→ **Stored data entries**
----------

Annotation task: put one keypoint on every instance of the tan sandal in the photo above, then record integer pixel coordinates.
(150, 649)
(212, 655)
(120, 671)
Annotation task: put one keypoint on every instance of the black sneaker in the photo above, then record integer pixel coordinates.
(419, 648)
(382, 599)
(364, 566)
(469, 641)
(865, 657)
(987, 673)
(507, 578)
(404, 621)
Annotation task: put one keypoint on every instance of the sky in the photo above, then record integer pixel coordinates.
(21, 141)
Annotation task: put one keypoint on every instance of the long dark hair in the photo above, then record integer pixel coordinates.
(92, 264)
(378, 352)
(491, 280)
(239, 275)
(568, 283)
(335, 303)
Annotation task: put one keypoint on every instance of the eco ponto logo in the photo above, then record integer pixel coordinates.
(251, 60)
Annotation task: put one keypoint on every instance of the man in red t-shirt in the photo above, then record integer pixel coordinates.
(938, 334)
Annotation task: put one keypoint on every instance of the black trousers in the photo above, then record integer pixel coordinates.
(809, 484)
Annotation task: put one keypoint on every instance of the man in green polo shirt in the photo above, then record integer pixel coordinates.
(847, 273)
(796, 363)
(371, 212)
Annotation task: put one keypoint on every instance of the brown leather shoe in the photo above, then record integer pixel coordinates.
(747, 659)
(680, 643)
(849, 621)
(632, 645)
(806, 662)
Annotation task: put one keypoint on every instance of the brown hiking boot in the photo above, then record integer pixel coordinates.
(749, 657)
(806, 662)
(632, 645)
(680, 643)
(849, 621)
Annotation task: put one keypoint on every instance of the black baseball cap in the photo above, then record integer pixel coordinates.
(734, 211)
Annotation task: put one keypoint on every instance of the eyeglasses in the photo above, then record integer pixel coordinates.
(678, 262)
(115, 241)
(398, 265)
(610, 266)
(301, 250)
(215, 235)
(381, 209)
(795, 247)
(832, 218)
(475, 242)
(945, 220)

----------

→ **Task requirements**
Copy, exactly as written, the lines above, beginning with the one that contains "the black baseball" and ending with the last.

→ **Written response**
Annotation task: put one keypoint on every instance of the black baseball cap in the photo above, then record integer pixel coordinates.
(734, 211)
Annotation task: put one keypoint on every instance of the eyeglasses in the photo above, then record integer pixel coordinates.
(678, 262)
(115, 241)
(398, 265)
(610, 266)
(301, 250)
(215, 235)
(381, 209)
(795, 247)
(832, 218)
(475, 242)
(945, 220)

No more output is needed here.